● **WHAT IS EXPECTED**: Convert these lines into a JSON list of strings, one string per line, skipping any blank lines.

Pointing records
-------

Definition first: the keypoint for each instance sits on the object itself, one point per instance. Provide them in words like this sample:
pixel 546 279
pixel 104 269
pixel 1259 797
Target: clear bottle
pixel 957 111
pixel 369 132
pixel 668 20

-------

● **OUTPUT FOR THIS EXERCISE**:
[
  "Definition first: the keypoint for each instance sits on the object itself, one point per instance. Provide them in words like this sample:",
  "pixel 546 279",
  "pixel 104 269",
  "pixel 1259 797",
  "Target: clear bottle",
  "pixel 957 111",
  "pixel 369 132",
  "pixel 668 20"
]